*Given request*:
Each record below should appear again exactly as written.

*Data items*:

--- Begin ---

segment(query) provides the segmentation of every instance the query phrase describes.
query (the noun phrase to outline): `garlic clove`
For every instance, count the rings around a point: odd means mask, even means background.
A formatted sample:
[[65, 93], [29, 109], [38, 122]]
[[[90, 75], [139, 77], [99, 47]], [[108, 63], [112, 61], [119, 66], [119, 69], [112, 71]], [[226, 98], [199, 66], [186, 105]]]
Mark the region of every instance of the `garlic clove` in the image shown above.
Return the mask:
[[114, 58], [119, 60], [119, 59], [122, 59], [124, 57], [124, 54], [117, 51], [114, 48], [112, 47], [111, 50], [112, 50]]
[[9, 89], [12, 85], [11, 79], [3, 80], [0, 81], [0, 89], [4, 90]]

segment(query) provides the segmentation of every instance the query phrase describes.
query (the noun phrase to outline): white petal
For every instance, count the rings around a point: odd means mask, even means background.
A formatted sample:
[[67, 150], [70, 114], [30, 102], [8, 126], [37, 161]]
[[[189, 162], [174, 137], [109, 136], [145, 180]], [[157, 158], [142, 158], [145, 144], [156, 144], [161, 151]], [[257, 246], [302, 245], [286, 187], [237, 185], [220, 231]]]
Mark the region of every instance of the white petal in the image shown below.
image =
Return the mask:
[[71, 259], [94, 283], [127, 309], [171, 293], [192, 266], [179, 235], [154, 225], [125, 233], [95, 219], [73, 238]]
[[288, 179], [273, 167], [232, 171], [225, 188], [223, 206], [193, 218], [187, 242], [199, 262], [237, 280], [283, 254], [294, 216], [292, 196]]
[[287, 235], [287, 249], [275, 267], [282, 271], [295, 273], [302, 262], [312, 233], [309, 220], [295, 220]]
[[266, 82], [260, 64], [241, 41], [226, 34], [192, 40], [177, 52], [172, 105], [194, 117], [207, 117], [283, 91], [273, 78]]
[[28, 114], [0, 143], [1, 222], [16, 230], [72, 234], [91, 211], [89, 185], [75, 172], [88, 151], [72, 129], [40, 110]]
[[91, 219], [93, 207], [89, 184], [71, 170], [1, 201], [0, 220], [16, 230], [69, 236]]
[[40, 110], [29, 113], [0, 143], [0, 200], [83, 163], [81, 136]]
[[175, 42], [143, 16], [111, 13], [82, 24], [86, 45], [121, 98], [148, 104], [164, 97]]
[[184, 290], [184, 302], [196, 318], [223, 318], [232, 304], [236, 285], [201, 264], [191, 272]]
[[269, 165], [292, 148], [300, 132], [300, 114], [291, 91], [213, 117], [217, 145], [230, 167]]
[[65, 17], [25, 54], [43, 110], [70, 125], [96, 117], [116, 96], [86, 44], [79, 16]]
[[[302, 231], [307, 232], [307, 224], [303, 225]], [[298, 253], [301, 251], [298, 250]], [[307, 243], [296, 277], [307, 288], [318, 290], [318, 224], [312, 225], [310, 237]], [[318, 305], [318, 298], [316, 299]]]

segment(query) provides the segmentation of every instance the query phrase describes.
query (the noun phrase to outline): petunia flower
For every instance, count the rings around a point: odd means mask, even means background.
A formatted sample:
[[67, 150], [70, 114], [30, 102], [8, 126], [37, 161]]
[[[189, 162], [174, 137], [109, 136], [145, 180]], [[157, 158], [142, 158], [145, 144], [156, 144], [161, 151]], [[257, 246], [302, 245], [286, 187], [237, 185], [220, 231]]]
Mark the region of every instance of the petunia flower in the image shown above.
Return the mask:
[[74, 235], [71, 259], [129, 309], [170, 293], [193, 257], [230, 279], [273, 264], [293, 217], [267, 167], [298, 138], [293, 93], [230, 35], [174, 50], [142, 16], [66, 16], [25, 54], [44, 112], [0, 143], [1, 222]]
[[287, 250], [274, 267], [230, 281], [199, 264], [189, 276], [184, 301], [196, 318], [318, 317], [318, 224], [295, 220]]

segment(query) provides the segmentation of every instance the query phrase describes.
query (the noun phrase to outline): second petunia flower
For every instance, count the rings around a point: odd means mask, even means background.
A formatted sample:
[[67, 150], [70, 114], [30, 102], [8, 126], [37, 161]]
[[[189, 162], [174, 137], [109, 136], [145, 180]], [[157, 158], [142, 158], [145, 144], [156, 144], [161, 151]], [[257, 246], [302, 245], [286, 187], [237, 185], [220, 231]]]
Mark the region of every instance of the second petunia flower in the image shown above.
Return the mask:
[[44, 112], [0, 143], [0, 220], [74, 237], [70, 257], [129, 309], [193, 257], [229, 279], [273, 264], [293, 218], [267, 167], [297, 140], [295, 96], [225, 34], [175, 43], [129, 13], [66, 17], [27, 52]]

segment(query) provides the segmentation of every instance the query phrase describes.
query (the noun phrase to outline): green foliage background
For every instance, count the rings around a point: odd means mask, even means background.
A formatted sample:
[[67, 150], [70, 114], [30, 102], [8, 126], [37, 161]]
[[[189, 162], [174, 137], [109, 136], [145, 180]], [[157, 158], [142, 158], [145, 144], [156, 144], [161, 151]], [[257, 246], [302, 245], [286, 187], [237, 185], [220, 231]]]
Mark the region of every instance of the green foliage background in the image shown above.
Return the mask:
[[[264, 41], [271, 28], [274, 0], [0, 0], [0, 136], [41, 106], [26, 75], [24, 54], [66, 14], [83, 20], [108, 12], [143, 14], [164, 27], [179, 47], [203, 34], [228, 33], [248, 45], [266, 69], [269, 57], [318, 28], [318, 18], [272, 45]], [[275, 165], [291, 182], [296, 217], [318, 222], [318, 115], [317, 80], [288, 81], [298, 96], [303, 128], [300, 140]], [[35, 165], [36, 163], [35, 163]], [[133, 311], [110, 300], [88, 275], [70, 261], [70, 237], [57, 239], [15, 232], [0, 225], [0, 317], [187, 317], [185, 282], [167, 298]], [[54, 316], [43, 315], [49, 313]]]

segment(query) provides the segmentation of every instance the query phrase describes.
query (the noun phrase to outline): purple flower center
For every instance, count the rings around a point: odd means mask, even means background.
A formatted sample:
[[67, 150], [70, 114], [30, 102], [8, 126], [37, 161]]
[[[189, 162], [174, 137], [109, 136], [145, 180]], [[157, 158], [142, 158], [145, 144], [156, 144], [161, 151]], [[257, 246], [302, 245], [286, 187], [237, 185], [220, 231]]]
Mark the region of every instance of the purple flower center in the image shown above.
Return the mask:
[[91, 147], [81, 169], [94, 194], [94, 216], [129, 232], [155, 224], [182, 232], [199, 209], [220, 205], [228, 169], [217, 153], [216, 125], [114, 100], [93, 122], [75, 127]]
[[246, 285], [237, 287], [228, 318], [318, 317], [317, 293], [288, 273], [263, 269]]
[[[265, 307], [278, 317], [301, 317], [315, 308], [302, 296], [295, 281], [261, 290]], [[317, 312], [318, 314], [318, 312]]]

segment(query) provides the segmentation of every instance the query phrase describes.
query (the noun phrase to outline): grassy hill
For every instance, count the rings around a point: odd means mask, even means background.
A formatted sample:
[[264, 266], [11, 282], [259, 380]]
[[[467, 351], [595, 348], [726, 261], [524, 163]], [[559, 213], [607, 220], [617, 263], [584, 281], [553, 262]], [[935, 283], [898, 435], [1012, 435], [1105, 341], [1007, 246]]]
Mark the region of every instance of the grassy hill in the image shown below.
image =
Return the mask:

--- End ---

*Result*:
segment(query) provides the segmentation of every instance the query phrase describes.
query (the noun phrase to outline): `garlic clove`
For every instance, count the rings around a point: odd means mask, even means background.
A formatted sample:
[[65, 93], [29, 109], [38, 122]]
[[[90, 75], [139, 77], [99, 47]], [[108, 63], [112, 61], [119, 66], [119, 69], [112, 71]], [[226, 98], [199, 66], [186, 105]]]
Mark the region of every instance of the `garlic clove` in the image shown above.
Return the mask:
[[114, 58], [119, 60], [119, 59], [122, 59], [124, 57], [124, 54], [117, 51], [114, 48], [112, 47], [111, 50], [112, 50]]
[[9, 89], [12, 85], [11, 79], [3, 80], [0, 81], [0, 89], [4, 90]]

segment(query) provides the segmentation of every instance the query phrase describes.
query (the noun phrase to outline): white petal
For every instance, count the rings around a point: odd means mask, even means background.
A formatted sample:
[[67, 150], [70, 114], [30, 102], [8, 126], [37, 161]]
[[[189, 162], [174, 137], [109, 136], [145, 180]], [[157, 158], [142, 158], [145, 144], [156, 144], [161, 151]], [[257, 246], [302, 245], [286, 187], [237, 185], [220, 231]]]
Mark the region of every instance of the white petal in the image shown below.
image =
Return the mask:
[[71, 259], [94, 283], [127, 309], [171, 293], [192, 266], [179, 235], [154, 225], [125, 233], [95, 219], [73, 238]]
[[288, 179], [273, 167], [232, 171], [225, 188], [223, 206], [193, 218], [187, 242], [199, 262], [237, 280], [283, 254], [294, 216], [292, 196]]
[[287, 235], [287, 249], [275, 267], [282, 271], [295, 273], [302, 262], [312, 233], [309, 220], [295, 220]]
[[266, 82], [260, 64], [241, 41], [226, 34], [192, 40], [177, 52], [172, 105], [194, 117], [207, 117], [283, 91], [273, 78]]
[[28, 114], [0, 143], [1, 222], [16, 230], [72, 234], [91, 211], [89, 185], [75, 172], [88, 151], [72, 129], [40, 110]]
[[91, 219], [93, 207], [89, 184], [71, 170], [1, 201], [0, 220], [16, 230], [69, 236]]
[[40, 110], [29, 113], [0, 143], [0, 200], [83, 163], [81, 136]]
[[175, 42], [143, 16], [111, 13], [82, 24], [86, 45], [121, 98], [148, 104], [164, 97]]
[[184, 290], [184, 302], [196, 318], [223, 318], [232, 304], [236, 285], [201, 264], [191, 272]]
[[269, 165], [292, 148], [300, 132], [300, 114], [291, 91], [213, 117], [217, 145], [230, 167]]
[[65, 17], [25, 54], [43, 110], [70, 125], [96, 117], [116, 96], [86, 44], [79, 16]]
[[[302, 231], [307, 232], [307, 224], [303, 225]], [[298, 253], [301, 251], [298, 250]], [[307, 243], [296, 277], [307, 288], [318, 290], [318, 224], [312, 225], [310, 237]], [[318, 305], [318, 298], [316, 299]]]

segment(query) provides the segmentation of every instance the query phrase describes.
query (the noun phrase to outline): petunia flower
For every instance, count the rings around a point: odd means mask, even means background.
A formatted sample:
[[67, 150], [70, 114], [30, 102], [8, 126], [37, 161]]
[[[189, 162], [174, 137], [109, 136], [145, 180]], [[157, 158], [142, 158], [145, 144], [156, 144], [161, 151]], [[257, 246], [302, 245], [286, 187], [237, 185], [220, 231]]]
Mark the region of every instance of the petunia flower in the image shown above.
Return the mask:
[[74, 235], [71, 259], [129, 309], [170, 293], [193, 257], [230, 279], [273, 264], [293, 217], [267, 167], [298, 138], [293, 93], [230, 35], [174, 50], [142, 16], [66, 16], [25, 54], [44, 112], [0, 143], [1, 222]]
[[287, 250], [274, 267], [230, 281], [199, 264], [189, 276], [184, 301], [196, 318], [318, 317], [318, 224], [295, 220]]

segment(query) provides the segmentation of every instance the query phrase describes.
query (the noun phrase to outline): second petunia flower
For every instance, count the rings around a point: odd means mask, even means background.
A formatted sample:
[[67, 150], [70, 114], [30, 102], [8, 126], [37, 161]]
[[[189, 162], [174, 137], [109, 136], [145, 180]], [[157, 158], [142, 158], [145, 144], [156, 144], [161, 151]], [[257, 246], [302, 245], [286, 187], [237, 185], [220, 231]]]
Mark the region of every instance of the second petunia flower in the image shown above.
Return the mask:
[[44, 112], [0, 143], [0, 220], [74, 237], [70, 257], [129, 309], [193, 257], [229, 279], [273, 264], [293, 218], [267, 167], [297, 140], [295, 96], [225, 34], [175, 43], [129, 13], [66, 17], [27, 52]]

segment(query) provides the segmentation of every instance the query phrase describes.
query (the noun phrase to outline): green foliage background
For every instance, count the rings around a point: odd means mask, even means background.
A formatted sample:
[[67, 150], [70, 114], [30, 102], [8, 126], [37, 161]]
[[[189, 162], [174, 137], [109, 136], [145, 180]], [[157, 158], [142, 158], [145, 144], [156, 144], [161, 151]], [[257, 246], [302, 245], [286, 187], [237, 185], [220, 231]]]
Mark the region of every instance of the green foliage background in the image shown above.
Return the mask:
[[[264, 41], [271, 28], [274, 0], [0, 0], [0, 136], [41, 106], [26, 75], [24, 54], [66, 14], [83, 20], [108, 12], [143, 14], [164, 27], [179, 47], [203, 34], [228, 33], [248, 45], [266, 69], [269, 57], [318, 28], [318, 18], [272, 45]], [[275, 165], [291, 182], [296, 217], [318, 222], [318, 115], [317, 80], [288, 81], [298, 96], [303, 128], [300, 140]], [[35, 165], [36, 163], [35, 163]], [[133, 311], [110, 300], [88, 275], [70, 261], [70, 237], [57, 239], [15, 232], [0, 225], [0, 317], [187, 317], [185, 282], [167, 298]], [[54, 316], [43, 315], [49, 313]]]

segment(query) provides the segmentation of every instance the query phrase describes.
query (the noun phrase to outline): purple flower center
For every instance, count the rings around a point: odd means mask, even means background.
A formatted sample:
[[67, 150], [70, 114], [30, 102], [8, 126], [37, 161]]
[[[189, 162], [174, 137], [109, 136], [145, 180]], [[157, 158], [142, 158], [145, 144], [156, 144], [161, 151]], [[257, 246], [302, 245], [286, 187], [237, 185], [220, 231]]]
Mark the region of every instance of the purple flower center in the image shown above.
Return the mask:
[[91, 147], [81, 169], [94, 194], [94, 216], [129, 232], [155, 224], [182, 232], [199, 209], [220, 205], [228, 169], [217, 153], [216, 125], [114, 100], [93, 122], [75, 127]]
[[246, 285], [237, 287], [228, 318], [318, 317], [317, 293], [288, 273], [263, 269]]
[[[265, 307], [278, 317], [301, 317], [315, 308], [302, 296], [295, 281], [261, 290]], [[317, 312], [318, 314], [318, 312]]]

segment(query) provides the segmentation of every instance the query phrase describes.
query (the noun phrase to outline): grassy hill
For every instance, count the rings around a point: odd means mask, even means background.
A formatted sample:
[[264, 266], [11, 282], [259, 380]]
[[[467, 351], [595, 348], [726, 261], [524, 163]], [[559, 213], [607, 220], [617, 263], [584, 281], [553, 262]], [[935, 283], [898, 435], [1012, 435], [1105, 341], [1007, 246]]]
Mark the region of every instance of the grassy hill in the image shown below.
image =
Return the mask:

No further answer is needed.